#### [SHORT EXERCISE A]
In the forum thread about car TV shows, what did Jeremy refuse to do during his Top Gear review of the Vauxhall/Opel Vectra?
#### [SHORT EXERCISE B]
Please carry the forum thread about car TV shows on past its final sentence.

#### [SUPPLIED TEXT]
╔══

I'm still cursing Speed for dropping WRC coverage, and not keeping up with new episodes of Fifth Gear. I do prefer Tiff to Jeremy, but that's because you know he's committed to giving things a fair shake before pronouncing a verdict.


----------



## James (Jun 30, 2004)

WileECoyote said:


> I'm still cursing Speed for dropping WRC coverage,


They really should rename that channel NASCAR Nation . They used to have all sorts of cool stuff on there. Now...not so much.


----------



## WAM (Jan 30, 2002)

WileECoyote said:


> I do prefer Tiff to Jeremy, but that's because you know he's committed to giving things a fair shake before pronouncing a verdict.


Reminds me of an old episode of Top Gear. I think it was 1996, Vauxhall (the brit arm of GM) introduced the Vauxhall/Opel Vectra. Jeremy's review of the car took place with him standing beside the car. He refused to drive it and just proceeded to list all the things that made it a really crap car. It was brilliant, I think it took the marketing folks about a year to live that down.


----------



## bmw325 (Dec 19, 2001)

WAM said:


> Reminds me of an old episode of Top Gear. I think it was 1996, Vauxhall (the brit arm of GM) introduced the Vauxhall/Opel Vectra. Jeremy's review of the car took place with him standing beside the car. He refused to drive it and just proceeded to list all the things that made it a really crap car. It was brilliant, I think it took the marketing folks about a year to live that down.

╚══

#### [MATERIAL]
╔══

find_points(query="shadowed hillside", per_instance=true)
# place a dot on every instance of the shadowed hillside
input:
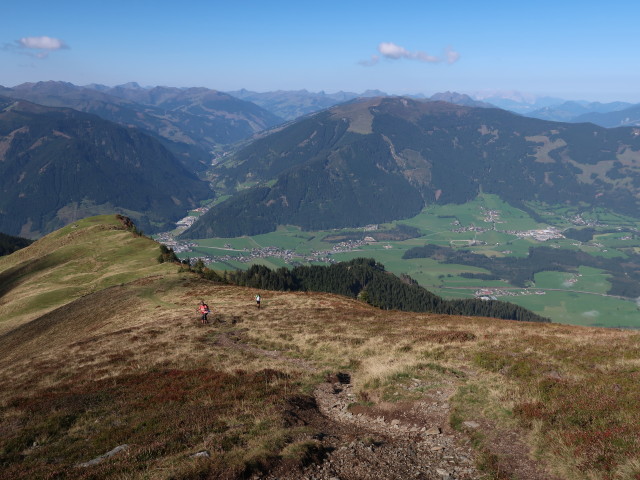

╚══

#### [REPLY A]
He refused to drive it.

#### [REPLY B]
:rofl: i'd love to see that episode. You gotta love Clarkson.


----------



## WileECoyote (May 7, 2003)

robg said:


> :rofl: i'd love to see that episode. You gotta love Clarkson.


A-torrenting I will go. I've seen old episodes online, and if I find it, I'll let you know.

I can understand it to a point. Yeah, generally it's pretty funny, but when you've been away from something long enough, you should take an honest look again. I find it highly amusing that Jeremy wrote up a long diatribe online about how he wanted to give back his GT40, but in the show, he chose to drive it on that trip from paris to the track.

Sometimes he comes off as a crochety old wanker. Other times, he's funny beyond belief. Jeremy getting schooled by Sabine on the 'Ring put it all into perspective, for me.


----------



## bmw325 (Dec 19, 2001)

WileECoyote said:


> A-torrenting I will go. I've seen old episodes online, and if I find it, I'll let you know.
> 
> I can understand it to a point. Yeah, generally it's pretty funny, but when you've been away from something long enough, you should take an honest look again. I find it highly amusing that Jeremy wrote up a long diatribe online about how he wanted to give back his GT40, but in the show, he chose to drive it on that trip from paris to the track.
> 
> Sometimes he comes off as a crochety old wanker. Other times, he's funny beyond belief. Jeremy getting schooled by Sabine on the 'Ring put it all into perspective, for me.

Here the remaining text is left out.